* **Input rows**:
====
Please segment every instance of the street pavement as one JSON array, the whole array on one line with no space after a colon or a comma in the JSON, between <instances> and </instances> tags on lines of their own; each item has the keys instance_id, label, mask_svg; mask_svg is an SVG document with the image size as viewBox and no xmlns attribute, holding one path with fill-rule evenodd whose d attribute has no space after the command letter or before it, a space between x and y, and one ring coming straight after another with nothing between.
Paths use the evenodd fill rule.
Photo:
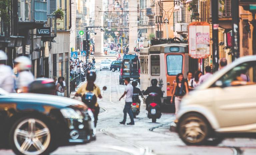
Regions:
<instances>
[{"instance_id":1,"label":"street pavement","mask_svg":"<svg viewBox=\"0 0 256 155\"><path fill-rule=\"evenodd\" d=\"M97 66L96 66L97 67ZM173 114L163 113L157 123L147 117L145 105L135 119L135 125L119 124L123 119L125 101L118 100L125 86L119 85L119 72L97 70L96 83L102 90L101 108L96 141L75 146L60 147L52 155L255 155L256 140L228 139L216 146L187 146L178 134L171 132ZM130 122L127 115L127 122ZM0 150L0 155L14 154L10 150Z\"/></svg>"}]
</instances>

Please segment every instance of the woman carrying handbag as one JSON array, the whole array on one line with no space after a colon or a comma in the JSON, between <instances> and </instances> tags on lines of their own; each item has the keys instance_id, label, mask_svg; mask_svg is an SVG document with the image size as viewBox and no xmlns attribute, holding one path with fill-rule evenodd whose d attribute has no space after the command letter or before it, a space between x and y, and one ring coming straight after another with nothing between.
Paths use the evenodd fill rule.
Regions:
<instances>
[{"instance_id":1,"label":"woman carrying handbag","mask_svg":"<svg viewBox=\"0 0 256 155\"><path fill-rule=\"evenodd\" d=\"M175 114L176 115L179 111L179 107L181 99L188 92L188 84L185 82L182 73L178 74L176 76L176 82L174 84L174 88L172 92L171 103L172 103L173 97L175 96ZM178 122L177 118L174 122Z\"/></svg>"}]
</instances>

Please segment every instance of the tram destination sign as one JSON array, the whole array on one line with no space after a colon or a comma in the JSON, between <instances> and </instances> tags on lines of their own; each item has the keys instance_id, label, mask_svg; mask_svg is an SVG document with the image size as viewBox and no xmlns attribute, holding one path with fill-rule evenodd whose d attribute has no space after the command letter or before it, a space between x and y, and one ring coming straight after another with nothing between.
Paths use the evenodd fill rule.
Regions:
<instances>
[{"instance_id":1,"label":"tram destination sign","mask_svg":"<svg viewBox=\"0 0 256 155\"><path fill-rule=\"evenodd\" d=\"M189 26L189 51L192 58L202 59L210 55L210 24L194 22Z\"/></svg>"}]
</instances>

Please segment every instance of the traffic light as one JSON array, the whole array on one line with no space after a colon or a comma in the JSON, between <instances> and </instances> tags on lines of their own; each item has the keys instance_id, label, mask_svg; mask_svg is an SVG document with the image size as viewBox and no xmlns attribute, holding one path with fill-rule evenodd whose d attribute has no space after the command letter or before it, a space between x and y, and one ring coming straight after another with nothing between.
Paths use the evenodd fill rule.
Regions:
<instances>
[{"instance_id":1,"label":"traffic light","mask_svg":"<svg viewBox=\"0 0 256 155\"><path fill-rule=\"evenodd\" d=\"M89 56L90 54L90 40L83 41L83 49L86 51L86 56Z\"/></svg>"}]
</instances>

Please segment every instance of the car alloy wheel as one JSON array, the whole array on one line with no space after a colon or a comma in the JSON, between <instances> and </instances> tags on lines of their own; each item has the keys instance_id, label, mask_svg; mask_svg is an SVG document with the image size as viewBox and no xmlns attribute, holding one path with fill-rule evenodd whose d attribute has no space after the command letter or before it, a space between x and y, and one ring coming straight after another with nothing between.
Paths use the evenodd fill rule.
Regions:
<instances>
[{"instance_id":1,"label":"car alloy wheel","mask_svg":"<svg viewBox=\"0 0 256 155\"><path fill-rule=\"evenodd\" d=\"M188 145L201 145L207 140L209 128L202 117L196 114L188 115L179 120L179 134Z\"/></svg>"},{"instance_id":2,"label":"car alloy wheel","mask_svg":"<svg viewBox=\"0 0 256 155\"><path fill-rule=\"evenodd\" d=\"M22 154L41 154L49 146L50 130L46 125L36 118L26 118L18 124L13 134L14 145Z\"/></svg>"}]
</instances>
====
* **Objective**:
Please reproduce all of the items above word for word, leaving out the pictures.

* **Response**:
Please segment every instance of the street pavement as one JSON array, the whole array on one line with no space after a colon or a comma in the JSON, between <instances> and </instances> tags on lines of their own; each item has the keys instance_id, label, mask_svg; mask_svg is an SVG document with the image size as viewBox and no xmlns attribute, holding one path with fill-rule evenodd whose d attribute has no space after the command letter or before it, a space between x and y, and one ring coming straight after another with nothing between.
Paths use the evenodd fill rule.
Photo:
Regions:
<instances>
[{"instance_id":1,"label":"street pavement","mask_svg":"<svg viewBox=\"0 0 256 155\"><path fill-rule=\"evenodd\" d=\"M97 66L96 66L97 67ZM173 114L163 113L157 123L147 117L145 105L135 119L135 125L119 124L123 119L125 101L118 100L125 86L119 85L119 72L97 70L96 83L102 90L101 108L96 141L75 146L60 147L52 155L255 155L256 140L228 139L216 146L187 146L178 134L171 132ZM130 122L127 115L127 122ZM0 150L0 155L14 154L10 150Z\"/></svg>"}]
</instances>

Please segment every instance of the woman carrying handbag as one JSON array, the whole array on one line with no space after a colon or a comma in the JSON, between <instances> and </instances> tags on lines of their own; each item has the keys instance_id, label, mask_svg; mask_svg is an SVG document with the image size as viewBox and no xmlns attribute, holding one path with fill-rule evenodd whose d attribute has no space after the command letter or before it, a space between x and y, and one ring coming straight after another with nothing between.
Paths use the evenodd fill rule.
Regions:
<instances>
[{"instance_id":1,"label":"woman carrying handbag","mask_svg":"<svg viewBox=\"0 0 256 155\"><path fill-rule=\"evenodd\" d=\"M175 114L176 115L179 111L179 107L181 99L188 92L188 84L185 82L182 73L178 74L176 76L176 82L174 84L174 88L172 92L171 103L172 103L173 97L175 96ZM178 122L177 118L174 122Z\"/></svg>"}]
</instances>

Please segment every instance of the tram destination sign as one JSON array, the whole array on one line with no space after a colon or a comma in the JSON, between <instances> and </instances> tags on lines of their own; each item has the keys instance_id, label, mask_svg; mask_svg is an SVG document with the image size as viewBox and no xmlns attribute, holding one path with fill-rule evenodd whose d attribute has no space after the command letter or before it, a space between x and y, and one ring coming straight after another with nothing between.
Paths use the evenodd fill rule.
Regions:
<instances>
[{"instance_id":1,"label":"tram destination sign","mask_svg":"<svg viewBox=\"0 0 256 155\"><path fill-rule=\"evenodd\" d=\"M189 26L189 51L192 58L202 59L210 55L210 24L194 22Z\"/></svg>"}]
</instances>

Please segment every instance of the traffic light as one JSON array, the whole array on one line with no space after a colon or a comma in the JSON, between <instances> and </instances> tags on lines of their own; each item has the keys instance_id, label, mask_svg; mask_svg is an SVG document with the image size as viewBox and no xmlns attribute, holding one path with fill-rule evenodd whose d attribute has no space after the command letter or before it, a space between x and y, and one ring coming straight after another with nothing between.
Paths use the evenodd fill rule.
Regions:
<instances>
[{"instance_id":1,"label":"traffic light","mask_svg":"<svg viewBox=\"0 0 256 155\"><path fill-rule=\"evenodd\" d=\"M89 56L90 54L90 40L83 41L83 49L86 51L86 56Z\"/></svg>"}]
</instances>

Please segment every instance of the car alloy wheel as one JSON array, the whole array on one line with no space after a colon or a comma in the JSON, between <instances> and </instances> tags on lines of their own; each item has the keys instance_id, label, mask_svg; mask_svg is an SVG document with the image size as viewBox and no xmlns attribute, holding one path with fill-rule evenodd whose d attribute has no space after the command letter or before it, a space between x and y, and one ring coming straight after another with nothing between.
Paths use the evenodd fill rule.
Regions:
<instances>
[{"instance_id":1,"label":"car alloy wheel","mask_svg":"<svg viewBox=\"0 0 256 155\"><path fill-rule=\"evenodd\" d=\"M188 145L201 145L207 140L209 128L202 117L196 114L188 115L179 120L179 134Z\"/></svg>"},{"instance_id":2,"label":"car alloy wheel","mask_svg":"<svg viewBox=\"0 0 256 155\"><path fill-rule=\"evenodd\" d=\"M22 154L41 154L49 146L50 130L46 125L36 118L26 118L18 124L13 134L14 145Z\"/></svg>"}]
</instances>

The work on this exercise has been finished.